The task: Only these lines are needed: the first line of the entries below through the line with "298L69 290L50 8L0", each returned exactly.

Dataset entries
· · · · ·

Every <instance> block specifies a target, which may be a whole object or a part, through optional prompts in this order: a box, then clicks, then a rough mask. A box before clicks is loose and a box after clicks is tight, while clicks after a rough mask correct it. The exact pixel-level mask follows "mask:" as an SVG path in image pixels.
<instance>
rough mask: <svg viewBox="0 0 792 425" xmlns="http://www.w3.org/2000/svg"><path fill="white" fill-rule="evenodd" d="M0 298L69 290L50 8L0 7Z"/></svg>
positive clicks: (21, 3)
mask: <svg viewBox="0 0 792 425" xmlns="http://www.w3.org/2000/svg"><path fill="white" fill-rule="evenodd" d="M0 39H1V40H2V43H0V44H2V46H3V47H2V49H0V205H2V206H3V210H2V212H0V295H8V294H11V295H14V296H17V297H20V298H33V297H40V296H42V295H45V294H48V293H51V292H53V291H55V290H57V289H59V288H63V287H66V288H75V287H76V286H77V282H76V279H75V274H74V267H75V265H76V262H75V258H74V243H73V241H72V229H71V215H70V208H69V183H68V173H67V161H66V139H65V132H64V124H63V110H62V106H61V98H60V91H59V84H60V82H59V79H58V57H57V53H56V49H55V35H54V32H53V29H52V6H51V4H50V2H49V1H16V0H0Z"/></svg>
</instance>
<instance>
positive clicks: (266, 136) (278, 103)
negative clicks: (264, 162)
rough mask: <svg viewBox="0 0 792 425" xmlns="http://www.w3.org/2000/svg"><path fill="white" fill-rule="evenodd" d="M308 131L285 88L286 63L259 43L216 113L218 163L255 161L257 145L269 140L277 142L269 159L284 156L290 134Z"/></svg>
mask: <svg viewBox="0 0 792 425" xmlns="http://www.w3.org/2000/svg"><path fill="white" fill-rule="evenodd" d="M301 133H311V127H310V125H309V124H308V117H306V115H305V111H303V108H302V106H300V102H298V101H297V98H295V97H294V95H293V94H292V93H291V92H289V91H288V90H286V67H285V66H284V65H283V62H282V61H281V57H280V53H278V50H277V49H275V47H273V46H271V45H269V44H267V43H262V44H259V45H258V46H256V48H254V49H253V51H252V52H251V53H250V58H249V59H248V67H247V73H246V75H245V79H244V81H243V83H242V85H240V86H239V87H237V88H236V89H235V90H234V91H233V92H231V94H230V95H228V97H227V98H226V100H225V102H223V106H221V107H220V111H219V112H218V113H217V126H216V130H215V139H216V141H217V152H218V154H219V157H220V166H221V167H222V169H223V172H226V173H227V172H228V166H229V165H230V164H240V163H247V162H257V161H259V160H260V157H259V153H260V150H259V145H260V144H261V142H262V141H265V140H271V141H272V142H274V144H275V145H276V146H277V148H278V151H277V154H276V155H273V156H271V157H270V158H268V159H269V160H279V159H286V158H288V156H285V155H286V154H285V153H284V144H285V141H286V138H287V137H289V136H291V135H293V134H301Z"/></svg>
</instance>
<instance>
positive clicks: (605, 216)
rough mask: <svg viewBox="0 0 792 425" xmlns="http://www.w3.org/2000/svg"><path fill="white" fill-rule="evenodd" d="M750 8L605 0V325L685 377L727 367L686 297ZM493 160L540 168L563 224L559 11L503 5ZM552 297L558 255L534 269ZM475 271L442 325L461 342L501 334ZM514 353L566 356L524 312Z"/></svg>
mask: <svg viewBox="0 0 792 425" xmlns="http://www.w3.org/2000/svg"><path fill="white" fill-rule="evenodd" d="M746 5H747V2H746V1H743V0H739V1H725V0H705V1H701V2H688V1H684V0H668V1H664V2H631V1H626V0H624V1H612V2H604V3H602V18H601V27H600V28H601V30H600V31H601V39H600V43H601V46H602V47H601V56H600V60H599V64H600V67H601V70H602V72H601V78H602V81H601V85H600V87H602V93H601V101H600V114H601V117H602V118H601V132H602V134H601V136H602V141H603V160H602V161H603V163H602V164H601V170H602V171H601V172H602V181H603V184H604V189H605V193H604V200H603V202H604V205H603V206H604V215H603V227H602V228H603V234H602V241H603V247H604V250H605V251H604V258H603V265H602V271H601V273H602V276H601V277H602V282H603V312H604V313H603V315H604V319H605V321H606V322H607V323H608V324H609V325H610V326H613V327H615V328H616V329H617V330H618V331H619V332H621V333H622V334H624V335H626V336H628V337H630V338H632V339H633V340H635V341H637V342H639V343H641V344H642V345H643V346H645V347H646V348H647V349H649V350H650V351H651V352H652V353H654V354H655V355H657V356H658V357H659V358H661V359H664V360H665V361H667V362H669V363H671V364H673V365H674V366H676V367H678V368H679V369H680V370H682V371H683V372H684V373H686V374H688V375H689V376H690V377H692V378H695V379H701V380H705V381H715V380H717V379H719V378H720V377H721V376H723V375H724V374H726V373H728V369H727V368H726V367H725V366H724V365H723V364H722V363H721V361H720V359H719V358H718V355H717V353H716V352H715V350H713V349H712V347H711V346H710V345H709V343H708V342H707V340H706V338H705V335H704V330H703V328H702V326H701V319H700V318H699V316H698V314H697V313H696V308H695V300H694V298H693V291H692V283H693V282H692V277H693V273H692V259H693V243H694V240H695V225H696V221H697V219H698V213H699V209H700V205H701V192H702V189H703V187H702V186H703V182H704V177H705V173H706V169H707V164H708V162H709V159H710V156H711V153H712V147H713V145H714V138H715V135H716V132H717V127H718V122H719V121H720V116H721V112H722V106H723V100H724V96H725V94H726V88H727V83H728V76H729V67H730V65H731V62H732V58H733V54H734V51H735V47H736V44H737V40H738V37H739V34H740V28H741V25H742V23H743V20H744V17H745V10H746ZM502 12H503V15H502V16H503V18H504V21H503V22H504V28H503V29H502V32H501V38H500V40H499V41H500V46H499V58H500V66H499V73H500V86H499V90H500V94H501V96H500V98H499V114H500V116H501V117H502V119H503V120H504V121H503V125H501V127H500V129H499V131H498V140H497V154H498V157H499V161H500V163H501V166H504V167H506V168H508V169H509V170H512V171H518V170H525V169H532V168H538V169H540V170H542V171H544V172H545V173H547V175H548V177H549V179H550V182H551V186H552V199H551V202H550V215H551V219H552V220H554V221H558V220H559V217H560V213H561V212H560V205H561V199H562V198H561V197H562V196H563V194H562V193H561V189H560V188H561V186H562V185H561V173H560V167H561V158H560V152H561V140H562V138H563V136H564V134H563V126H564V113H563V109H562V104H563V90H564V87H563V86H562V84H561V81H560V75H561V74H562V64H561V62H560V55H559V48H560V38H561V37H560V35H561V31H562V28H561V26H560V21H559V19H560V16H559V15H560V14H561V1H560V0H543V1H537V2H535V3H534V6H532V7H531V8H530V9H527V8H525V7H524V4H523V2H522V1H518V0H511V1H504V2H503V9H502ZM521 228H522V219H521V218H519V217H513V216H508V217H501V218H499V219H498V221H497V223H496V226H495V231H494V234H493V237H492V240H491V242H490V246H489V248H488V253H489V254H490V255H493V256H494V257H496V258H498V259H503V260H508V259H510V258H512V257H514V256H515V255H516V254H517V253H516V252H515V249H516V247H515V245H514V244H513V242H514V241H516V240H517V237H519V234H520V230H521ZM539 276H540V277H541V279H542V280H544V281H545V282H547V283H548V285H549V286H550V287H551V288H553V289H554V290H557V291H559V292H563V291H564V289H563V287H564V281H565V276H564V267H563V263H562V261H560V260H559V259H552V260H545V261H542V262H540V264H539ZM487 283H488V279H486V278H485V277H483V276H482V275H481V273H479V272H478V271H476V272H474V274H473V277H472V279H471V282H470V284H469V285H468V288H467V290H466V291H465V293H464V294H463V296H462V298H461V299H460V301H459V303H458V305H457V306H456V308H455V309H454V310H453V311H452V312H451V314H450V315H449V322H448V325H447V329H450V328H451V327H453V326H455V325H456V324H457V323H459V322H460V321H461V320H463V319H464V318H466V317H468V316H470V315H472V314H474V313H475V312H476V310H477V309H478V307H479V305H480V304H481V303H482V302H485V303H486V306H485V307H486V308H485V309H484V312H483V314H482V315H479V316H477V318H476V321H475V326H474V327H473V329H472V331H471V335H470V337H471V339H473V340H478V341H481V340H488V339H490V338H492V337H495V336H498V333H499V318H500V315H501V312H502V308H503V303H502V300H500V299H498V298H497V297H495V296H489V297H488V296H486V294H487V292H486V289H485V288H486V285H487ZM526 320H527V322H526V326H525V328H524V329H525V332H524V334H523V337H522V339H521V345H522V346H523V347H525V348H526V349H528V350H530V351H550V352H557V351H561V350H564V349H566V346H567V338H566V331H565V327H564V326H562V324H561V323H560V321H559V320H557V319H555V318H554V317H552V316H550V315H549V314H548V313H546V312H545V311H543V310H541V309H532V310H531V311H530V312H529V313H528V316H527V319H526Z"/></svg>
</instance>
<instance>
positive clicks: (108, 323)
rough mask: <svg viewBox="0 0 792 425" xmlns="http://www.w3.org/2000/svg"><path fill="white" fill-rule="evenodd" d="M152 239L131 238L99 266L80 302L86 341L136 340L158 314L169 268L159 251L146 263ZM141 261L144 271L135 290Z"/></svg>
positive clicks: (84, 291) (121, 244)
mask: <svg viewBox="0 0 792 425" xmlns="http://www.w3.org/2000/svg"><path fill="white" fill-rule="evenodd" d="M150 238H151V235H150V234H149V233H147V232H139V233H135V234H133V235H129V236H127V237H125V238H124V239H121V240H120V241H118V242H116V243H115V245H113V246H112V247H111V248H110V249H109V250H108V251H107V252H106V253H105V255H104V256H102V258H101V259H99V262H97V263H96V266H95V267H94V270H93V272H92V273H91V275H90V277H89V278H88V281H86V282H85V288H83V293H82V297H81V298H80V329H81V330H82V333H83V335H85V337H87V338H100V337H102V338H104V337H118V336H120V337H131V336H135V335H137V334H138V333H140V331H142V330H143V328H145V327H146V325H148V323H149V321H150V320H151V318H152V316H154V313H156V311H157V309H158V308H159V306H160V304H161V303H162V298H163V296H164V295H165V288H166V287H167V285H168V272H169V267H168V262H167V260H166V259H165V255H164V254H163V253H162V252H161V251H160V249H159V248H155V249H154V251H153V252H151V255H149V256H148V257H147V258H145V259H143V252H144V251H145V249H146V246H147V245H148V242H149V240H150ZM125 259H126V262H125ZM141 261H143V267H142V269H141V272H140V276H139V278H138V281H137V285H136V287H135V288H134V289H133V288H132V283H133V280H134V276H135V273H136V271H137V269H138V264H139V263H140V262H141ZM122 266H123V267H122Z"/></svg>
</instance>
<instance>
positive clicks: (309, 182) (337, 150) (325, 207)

· · · · ·

Solved exercise:
Every <instance> block specifies a target, which may be a whole object or a part, through optional prompts in this order: a box, then clicks, then a rough mask. A box before clicks is loose and a box after clicks is tight, while clicks after a rough mask correct it. The exact pixel-level mask follows "mask:" as an SVG path in image pixels.
<instance>
rough mask: <svg viewBox="0 0 792 425" xmlns="http://www.w3.org/2000/svg"><path fill="white" fill-rule="evenodd" d="M0 298L69 290L50 8L0 7Z"/></svg>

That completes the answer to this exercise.